(Annotation data for object locations)

====

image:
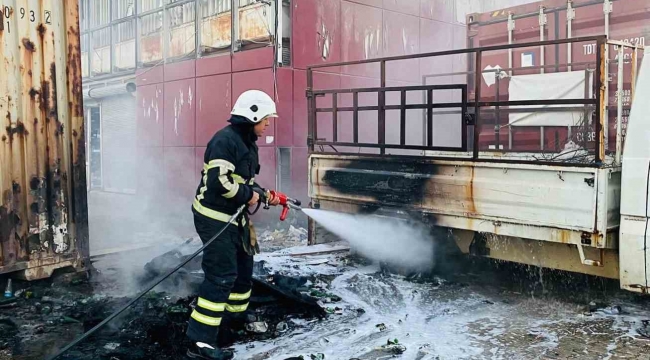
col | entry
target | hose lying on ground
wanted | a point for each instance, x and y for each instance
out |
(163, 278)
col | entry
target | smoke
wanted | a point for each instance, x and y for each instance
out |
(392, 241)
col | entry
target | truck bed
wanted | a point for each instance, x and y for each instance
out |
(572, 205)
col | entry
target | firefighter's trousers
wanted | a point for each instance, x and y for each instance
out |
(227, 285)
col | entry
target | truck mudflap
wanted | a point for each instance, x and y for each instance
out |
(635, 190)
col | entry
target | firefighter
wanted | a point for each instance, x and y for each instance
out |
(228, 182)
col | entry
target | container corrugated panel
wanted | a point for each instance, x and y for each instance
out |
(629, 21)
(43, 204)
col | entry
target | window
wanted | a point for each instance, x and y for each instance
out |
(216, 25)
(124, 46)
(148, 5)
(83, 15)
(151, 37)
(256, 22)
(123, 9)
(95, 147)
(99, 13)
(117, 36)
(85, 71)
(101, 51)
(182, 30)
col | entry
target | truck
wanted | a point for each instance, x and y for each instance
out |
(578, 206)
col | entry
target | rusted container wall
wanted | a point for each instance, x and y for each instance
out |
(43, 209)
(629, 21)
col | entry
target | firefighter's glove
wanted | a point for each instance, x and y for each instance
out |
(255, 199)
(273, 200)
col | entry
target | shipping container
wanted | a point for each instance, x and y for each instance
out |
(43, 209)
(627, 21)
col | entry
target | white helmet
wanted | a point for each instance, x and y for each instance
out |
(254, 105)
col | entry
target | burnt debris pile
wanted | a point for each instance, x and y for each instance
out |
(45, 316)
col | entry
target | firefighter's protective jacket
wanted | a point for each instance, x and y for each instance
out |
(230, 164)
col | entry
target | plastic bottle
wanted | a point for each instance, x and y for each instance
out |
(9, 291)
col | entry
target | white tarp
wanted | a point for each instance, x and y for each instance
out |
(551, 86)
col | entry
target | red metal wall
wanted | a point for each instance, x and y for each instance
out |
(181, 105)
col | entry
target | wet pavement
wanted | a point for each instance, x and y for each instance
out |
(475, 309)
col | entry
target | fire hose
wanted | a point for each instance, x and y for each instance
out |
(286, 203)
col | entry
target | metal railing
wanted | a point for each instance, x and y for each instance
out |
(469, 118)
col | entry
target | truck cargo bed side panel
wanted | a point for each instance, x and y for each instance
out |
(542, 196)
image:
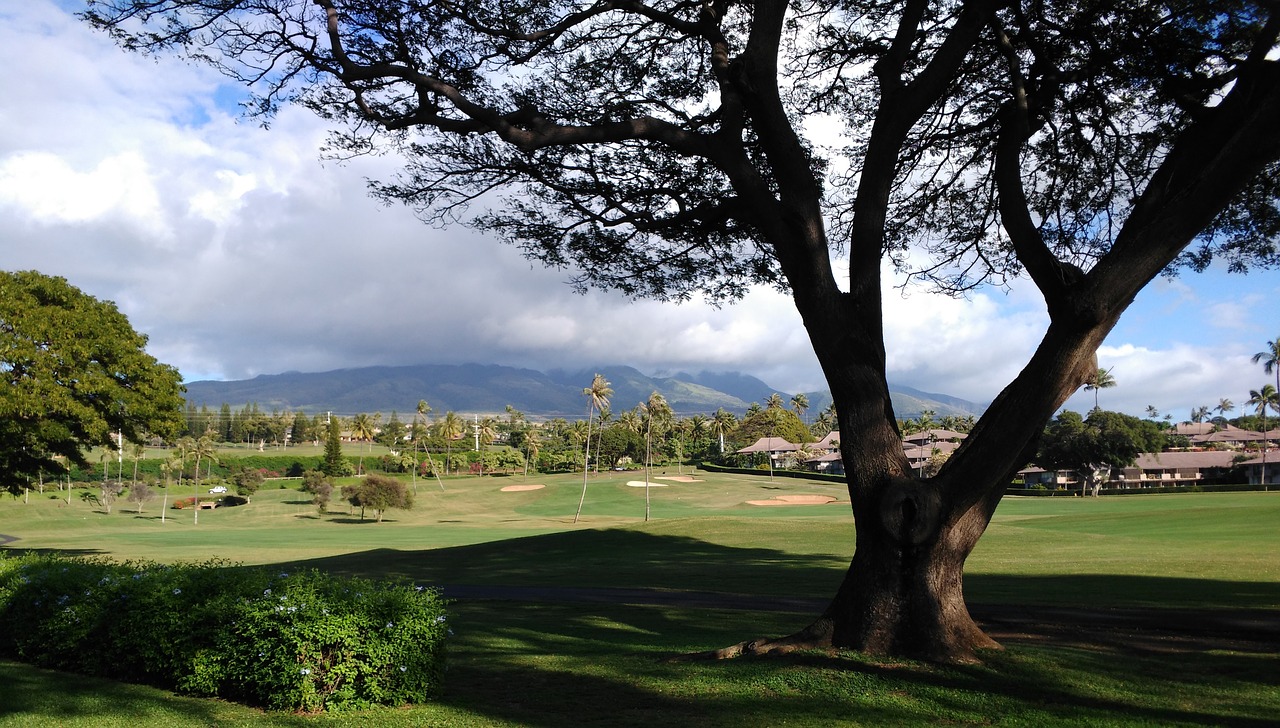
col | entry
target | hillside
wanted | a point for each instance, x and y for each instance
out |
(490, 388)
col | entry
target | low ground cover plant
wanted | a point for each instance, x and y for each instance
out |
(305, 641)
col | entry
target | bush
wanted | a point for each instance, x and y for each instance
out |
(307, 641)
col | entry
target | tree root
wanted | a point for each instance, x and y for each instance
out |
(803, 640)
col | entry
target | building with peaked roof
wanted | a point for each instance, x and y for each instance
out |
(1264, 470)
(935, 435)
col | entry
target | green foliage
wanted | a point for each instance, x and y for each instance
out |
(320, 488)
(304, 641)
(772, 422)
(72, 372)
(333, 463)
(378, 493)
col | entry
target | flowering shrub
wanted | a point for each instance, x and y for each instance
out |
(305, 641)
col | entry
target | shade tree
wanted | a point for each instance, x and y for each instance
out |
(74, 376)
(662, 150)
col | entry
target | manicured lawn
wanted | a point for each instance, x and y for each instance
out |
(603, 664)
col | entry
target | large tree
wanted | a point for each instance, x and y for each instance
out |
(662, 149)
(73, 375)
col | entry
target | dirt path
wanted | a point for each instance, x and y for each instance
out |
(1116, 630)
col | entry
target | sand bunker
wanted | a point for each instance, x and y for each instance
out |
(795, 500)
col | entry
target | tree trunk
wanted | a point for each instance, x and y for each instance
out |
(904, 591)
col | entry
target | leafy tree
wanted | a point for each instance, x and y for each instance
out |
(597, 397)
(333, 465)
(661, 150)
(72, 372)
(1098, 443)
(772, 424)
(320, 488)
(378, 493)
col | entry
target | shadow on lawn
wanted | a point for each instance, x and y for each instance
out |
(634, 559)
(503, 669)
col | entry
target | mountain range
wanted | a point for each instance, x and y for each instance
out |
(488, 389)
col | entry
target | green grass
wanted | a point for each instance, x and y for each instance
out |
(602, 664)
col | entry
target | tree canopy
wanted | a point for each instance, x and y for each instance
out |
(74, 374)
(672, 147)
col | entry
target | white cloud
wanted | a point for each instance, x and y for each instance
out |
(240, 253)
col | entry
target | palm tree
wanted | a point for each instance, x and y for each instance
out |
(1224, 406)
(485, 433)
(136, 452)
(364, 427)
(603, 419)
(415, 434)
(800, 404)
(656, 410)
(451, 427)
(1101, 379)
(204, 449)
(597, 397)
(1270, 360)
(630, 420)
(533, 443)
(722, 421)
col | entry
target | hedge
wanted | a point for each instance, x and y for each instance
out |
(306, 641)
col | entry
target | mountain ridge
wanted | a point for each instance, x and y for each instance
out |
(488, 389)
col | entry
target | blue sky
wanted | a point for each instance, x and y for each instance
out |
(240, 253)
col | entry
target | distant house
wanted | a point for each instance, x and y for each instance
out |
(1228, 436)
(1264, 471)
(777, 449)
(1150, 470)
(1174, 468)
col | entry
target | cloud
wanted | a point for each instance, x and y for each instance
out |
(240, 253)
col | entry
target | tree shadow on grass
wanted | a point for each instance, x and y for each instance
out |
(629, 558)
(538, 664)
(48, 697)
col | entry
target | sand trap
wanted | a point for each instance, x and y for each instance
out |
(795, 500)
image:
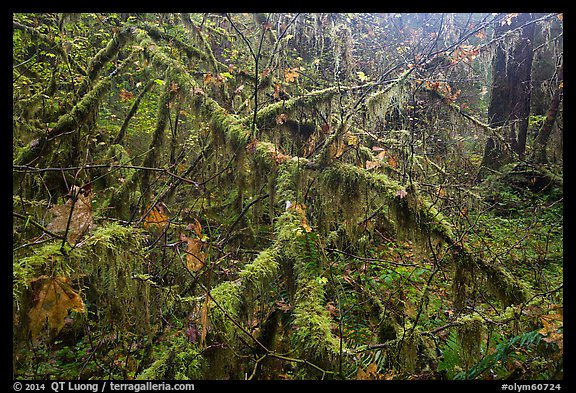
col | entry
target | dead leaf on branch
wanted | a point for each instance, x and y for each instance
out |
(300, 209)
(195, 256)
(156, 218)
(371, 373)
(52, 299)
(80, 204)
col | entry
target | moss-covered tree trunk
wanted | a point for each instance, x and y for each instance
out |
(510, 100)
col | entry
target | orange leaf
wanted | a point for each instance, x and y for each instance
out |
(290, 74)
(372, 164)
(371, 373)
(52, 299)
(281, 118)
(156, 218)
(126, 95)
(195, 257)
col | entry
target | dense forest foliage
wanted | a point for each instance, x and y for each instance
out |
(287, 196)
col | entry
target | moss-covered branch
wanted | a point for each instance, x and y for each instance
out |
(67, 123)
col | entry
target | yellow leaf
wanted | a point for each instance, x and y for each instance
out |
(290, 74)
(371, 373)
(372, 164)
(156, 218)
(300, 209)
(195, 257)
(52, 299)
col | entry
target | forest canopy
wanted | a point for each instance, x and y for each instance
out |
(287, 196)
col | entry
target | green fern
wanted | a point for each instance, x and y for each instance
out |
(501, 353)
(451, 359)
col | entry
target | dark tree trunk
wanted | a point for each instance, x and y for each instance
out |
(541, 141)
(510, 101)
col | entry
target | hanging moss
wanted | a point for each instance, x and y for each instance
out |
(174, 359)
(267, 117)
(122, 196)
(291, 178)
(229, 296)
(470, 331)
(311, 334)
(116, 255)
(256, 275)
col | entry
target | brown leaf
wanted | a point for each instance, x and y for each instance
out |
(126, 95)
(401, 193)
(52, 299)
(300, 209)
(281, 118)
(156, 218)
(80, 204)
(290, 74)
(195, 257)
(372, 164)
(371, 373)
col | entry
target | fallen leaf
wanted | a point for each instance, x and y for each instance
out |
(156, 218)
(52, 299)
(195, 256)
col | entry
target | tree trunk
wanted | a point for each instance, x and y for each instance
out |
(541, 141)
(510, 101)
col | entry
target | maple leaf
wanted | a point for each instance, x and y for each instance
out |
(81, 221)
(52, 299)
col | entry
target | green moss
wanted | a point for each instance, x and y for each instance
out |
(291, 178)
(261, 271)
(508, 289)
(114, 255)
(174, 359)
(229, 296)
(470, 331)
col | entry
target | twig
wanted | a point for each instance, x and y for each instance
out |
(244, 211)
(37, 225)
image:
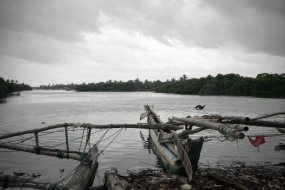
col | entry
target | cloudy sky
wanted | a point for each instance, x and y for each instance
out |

====

### Instruction
List each line of the listing above that contains the word "foliage".

### Task answer
target | green foliage
target | dense forest foliage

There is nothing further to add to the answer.